**Set task 1:**
Locate each line in the entries below that contains the string "sign" and copy it out. Matching is case-sensitive.

**Passage:**
▼

Palantir just posted one of the strongest quarters in its history as a public company. Wall Street’s reaction was split. The stock fell. And one analyst said he had never seen anything quite like it at this scale.

That analyst was Rosenblatt Securities’ John McPeake. And he responded by raising his price target.

Rosenblatt raises Palantir stock price target

McPeake raised his price target on Palantir to $225 from $200 on May 5, maintaining a buy rating, according to TipRanks. The move followed Palantir’s Q1 2026 earnings report, which McPeake described as a “significant beat” to estimates.

McPeake also raised his estimates following the results. The revised target of $225 places Rosenblatt among the more bullish voices on the Street, sitting above the current median analyst price target of $200, according to Quiver Quantitative.

What McPeake said about Palantir’s quarter

McPeake did not frame this as a routine earnings beat. “We think the company’s integration, orchestration, and Ontology are the key to unlocking AI value in the enterprise,” he said, according to Benzinga.

He went further in characterizing the growth profile. McPeake said he has never seen a company with Palantir’s level of organic acceleration in revenue and earnings growth at this scale in the tech sector, Benzinga confirmed.

Those are significant statements from a sell-side analyst. They frame Palantir not as a company that had a good quarter, but as one doing something structurally different from its peers in enterprise software.

▲

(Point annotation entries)
▼

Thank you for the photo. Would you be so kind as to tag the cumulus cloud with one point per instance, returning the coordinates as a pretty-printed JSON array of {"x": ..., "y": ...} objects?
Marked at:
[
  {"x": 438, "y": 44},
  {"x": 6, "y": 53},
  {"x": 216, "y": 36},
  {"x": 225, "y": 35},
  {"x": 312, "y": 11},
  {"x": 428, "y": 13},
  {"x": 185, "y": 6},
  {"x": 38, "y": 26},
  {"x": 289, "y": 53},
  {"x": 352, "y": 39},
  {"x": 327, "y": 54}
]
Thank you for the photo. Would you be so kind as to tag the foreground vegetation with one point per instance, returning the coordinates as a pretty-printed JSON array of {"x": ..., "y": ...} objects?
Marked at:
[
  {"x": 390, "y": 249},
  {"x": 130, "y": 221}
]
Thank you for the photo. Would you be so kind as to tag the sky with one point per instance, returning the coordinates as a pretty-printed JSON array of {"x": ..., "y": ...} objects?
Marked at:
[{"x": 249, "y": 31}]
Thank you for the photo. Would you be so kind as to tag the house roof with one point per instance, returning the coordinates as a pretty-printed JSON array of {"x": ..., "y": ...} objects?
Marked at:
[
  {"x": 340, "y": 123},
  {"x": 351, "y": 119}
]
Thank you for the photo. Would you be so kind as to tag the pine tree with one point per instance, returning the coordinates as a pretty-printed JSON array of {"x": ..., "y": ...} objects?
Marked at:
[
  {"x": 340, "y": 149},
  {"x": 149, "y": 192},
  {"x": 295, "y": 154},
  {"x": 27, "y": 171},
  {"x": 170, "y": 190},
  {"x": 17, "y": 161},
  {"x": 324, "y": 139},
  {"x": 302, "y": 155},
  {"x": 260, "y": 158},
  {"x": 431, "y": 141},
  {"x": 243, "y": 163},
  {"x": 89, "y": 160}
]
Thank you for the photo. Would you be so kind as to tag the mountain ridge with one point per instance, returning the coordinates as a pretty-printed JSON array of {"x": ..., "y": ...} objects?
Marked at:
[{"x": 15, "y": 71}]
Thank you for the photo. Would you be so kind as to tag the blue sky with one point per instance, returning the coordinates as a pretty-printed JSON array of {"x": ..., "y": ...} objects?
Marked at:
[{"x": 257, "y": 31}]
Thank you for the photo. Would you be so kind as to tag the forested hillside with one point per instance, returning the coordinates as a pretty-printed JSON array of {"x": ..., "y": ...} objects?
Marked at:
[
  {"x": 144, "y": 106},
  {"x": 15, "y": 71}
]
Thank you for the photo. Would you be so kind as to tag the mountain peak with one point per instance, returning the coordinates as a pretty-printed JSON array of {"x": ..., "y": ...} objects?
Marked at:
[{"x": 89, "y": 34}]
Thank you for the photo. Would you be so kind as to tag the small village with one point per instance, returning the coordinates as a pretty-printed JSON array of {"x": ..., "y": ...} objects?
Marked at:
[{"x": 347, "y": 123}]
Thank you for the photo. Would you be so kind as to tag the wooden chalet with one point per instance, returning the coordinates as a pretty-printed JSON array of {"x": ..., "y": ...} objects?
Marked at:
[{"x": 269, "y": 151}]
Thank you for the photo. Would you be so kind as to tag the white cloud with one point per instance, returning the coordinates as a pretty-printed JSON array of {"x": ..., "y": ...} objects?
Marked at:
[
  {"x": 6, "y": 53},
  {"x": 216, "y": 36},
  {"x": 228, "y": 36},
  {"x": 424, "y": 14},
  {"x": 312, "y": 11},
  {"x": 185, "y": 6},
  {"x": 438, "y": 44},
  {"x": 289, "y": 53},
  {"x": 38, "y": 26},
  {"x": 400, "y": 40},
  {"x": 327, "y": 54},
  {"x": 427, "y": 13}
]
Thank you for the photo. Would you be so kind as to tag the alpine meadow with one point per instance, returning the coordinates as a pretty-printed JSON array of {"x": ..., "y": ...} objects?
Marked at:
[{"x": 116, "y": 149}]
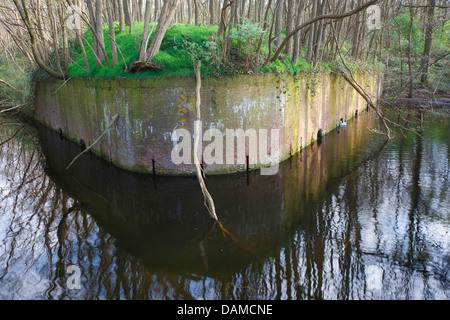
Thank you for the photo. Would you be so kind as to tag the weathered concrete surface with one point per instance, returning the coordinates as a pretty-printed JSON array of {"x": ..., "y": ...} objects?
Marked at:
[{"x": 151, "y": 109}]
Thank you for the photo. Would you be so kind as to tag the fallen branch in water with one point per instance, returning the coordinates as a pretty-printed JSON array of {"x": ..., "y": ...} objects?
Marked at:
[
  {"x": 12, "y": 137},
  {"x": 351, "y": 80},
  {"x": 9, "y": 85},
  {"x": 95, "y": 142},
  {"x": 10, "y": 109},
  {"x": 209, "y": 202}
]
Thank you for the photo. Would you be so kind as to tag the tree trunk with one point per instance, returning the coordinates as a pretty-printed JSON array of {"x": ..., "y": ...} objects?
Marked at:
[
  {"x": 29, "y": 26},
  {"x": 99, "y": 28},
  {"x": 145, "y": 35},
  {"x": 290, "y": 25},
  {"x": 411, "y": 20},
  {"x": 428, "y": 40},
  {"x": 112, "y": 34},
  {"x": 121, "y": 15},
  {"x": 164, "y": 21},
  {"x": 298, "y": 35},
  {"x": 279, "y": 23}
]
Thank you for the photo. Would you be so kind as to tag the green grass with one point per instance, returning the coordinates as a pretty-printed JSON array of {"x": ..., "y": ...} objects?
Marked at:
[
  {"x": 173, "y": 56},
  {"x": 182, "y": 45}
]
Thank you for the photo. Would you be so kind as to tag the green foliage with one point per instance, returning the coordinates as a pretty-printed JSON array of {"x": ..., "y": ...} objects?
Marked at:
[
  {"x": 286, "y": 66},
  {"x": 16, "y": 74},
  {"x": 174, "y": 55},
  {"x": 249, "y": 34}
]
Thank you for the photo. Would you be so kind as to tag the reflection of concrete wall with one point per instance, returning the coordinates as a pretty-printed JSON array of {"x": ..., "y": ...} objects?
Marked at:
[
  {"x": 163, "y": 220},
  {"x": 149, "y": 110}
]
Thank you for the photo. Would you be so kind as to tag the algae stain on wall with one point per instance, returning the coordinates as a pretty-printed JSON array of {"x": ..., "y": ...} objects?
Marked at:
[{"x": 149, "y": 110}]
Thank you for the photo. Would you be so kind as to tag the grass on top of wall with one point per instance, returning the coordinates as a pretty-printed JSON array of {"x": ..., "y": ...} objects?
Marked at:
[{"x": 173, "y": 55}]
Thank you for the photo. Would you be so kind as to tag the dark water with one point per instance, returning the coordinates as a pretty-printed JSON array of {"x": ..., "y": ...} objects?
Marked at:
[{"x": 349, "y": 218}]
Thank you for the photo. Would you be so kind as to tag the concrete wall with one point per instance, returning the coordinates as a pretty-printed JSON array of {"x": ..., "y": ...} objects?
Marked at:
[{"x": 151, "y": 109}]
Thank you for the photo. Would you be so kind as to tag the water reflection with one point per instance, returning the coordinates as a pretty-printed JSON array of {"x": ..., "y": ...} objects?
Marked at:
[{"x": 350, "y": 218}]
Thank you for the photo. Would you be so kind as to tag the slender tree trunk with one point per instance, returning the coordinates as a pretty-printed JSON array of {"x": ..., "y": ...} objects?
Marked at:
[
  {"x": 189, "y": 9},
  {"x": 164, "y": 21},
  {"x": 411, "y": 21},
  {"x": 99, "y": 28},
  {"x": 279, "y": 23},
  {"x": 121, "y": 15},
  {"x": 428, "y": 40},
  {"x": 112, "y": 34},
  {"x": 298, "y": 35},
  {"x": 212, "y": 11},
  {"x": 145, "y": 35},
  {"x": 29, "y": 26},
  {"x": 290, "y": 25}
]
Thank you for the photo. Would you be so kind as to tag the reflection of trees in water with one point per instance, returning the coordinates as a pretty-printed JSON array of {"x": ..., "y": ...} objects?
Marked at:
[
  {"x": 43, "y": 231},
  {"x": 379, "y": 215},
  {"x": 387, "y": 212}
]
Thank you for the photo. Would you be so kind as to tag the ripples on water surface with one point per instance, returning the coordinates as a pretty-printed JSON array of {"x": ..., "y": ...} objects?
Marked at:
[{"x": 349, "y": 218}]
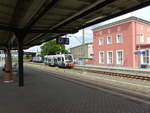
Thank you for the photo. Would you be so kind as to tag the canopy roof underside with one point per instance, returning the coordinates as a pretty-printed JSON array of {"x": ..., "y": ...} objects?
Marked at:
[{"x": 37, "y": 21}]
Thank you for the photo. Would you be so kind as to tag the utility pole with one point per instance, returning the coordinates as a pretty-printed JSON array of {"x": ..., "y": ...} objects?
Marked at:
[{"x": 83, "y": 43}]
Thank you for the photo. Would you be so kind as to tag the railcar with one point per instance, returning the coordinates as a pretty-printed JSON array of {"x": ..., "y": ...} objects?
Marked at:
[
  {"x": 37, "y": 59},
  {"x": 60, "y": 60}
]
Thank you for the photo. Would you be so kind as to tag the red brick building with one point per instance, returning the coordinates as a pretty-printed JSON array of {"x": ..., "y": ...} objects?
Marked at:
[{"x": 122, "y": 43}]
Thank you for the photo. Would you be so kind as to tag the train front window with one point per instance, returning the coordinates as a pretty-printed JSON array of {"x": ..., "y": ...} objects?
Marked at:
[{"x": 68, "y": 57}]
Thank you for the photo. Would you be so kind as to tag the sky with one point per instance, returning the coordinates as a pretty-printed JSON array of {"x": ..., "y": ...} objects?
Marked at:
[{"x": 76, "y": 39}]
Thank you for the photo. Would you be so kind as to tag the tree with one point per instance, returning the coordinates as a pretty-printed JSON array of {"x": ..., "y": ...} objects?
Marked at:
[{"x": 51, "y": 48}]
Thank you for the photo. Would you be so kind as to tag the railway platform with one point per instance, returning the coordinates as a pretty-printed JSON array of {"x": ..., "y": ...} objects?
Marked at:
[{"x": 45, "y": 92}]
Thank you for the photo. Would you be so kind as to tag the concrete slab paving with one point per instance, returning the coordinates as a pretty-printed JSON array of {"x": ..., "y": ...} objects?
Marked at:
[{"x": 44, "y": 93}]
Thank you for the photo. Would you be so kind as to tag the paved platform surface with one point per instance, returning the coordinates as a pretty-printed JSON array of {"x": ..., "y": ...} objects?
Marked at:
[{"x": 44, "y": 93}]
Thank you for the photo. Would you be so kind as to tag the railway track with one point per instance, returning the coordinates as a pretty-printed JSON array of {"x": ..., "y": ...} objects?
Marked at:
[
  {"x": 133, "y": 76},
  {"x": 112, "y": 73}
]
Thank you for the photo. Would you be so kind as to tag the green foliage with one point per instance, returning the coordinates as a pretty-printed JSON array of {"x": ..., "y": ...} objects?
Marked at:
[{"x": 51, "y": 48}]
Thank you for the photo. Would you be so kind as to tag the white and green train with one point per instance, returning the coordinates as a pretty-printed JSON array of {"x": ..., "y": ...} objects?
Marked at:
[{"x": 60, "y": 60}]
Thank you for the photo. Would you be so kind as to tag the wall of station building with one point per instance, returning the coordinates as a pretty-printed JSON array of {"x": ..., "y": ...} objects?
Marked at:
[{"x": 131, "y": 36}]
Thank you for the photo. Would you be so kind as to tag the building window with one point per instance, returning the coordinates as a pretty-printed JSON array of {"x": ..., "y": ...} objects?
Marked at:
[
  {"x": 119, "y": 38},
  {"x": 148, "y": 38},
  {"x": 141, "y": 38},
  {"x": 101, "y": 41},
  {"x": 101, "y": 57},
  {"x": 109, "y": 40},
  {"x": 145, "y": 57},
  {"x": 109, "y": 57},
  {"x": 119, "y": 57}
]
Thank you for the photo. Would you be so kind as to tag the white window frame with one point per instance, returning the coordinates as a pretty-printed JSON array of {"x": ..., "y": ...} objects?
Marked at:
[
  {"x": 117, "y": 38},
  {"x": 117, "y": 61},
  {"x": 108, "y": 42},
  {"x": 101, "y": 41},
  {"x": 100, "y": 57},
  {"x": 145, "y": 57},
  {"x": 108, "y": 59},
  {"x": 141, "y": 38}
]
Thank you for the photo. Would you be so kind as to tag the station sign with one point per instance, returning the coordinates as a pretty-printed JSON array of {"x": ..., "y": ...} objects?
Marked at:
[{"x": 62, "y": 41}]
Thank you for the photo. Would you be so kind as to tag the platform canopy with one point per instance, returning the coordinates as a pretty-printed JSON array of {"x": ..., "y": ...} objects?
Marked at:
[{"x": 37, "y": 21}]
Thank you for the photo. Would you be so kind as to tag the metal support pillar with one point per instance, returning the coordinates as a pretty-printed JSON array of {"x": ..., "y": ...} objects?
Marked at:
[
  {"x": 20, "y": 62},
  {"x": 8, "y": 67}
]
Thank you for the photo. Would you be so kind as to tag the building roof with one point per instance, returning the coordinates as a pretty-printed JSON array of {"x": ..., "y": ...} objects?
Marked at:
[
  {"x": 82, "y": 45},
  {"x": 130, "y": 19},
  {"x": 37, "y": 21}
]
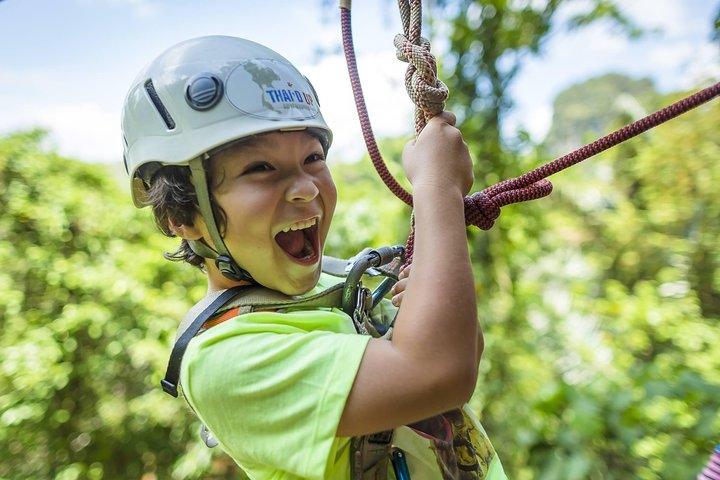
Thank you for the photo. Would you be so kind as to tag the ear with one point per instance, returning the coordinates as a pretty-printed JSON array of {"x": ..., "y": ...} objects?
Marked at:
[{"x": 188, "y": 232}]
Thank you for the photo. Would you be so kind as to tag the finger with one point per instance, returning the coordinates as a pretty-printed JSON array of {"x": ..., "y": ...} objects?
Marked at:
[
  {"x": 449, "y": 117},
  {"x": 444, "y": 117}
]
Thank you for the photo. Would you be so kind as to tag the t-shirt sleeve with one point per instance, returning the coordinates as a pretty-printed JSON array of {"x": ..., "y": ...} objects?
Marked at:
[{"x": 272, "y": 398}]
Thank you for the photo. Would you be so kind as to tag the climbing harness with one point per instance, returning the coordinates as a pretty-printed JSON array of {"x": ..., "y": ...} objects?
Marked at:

▲

**Set task 2:**
Carry on the article about Palantir's quarterly results, starting right after its final sentence.

**Response 1:**
Thank you for the photo. Would you be so kind as to tag the station sign with one point per instance, returning the coordinates as a pretty-printed JSON array of {"x": ..., "y": ...} objects?

**Response 2:**
Why the ontology argument matters

Rosenblatt’s thesis is built around Palantir’s ontology layer, which McPeake views as the company’s most defensible competitive advantage. In practical terms, the ontology is the data foundation that links structured and unstructured enterprise information into a single operational model, according to 24/7 Wall St.

The argument is that most AI companies can generate enthusiasm, but fewer can show a practical path to enterprise adoption.

Rosenblatt’s position is that Palantir’s integration and orchestration capabilities are what allow customers to move from isolated AI pilots to AI deployed at scale across real business operations. That stickiness, if it holds, is what justifies both the growth rate and the premium valuation.

Palantir’s stock fell after its best quarter yet, and Rosenblatt responded by raising its target anyway.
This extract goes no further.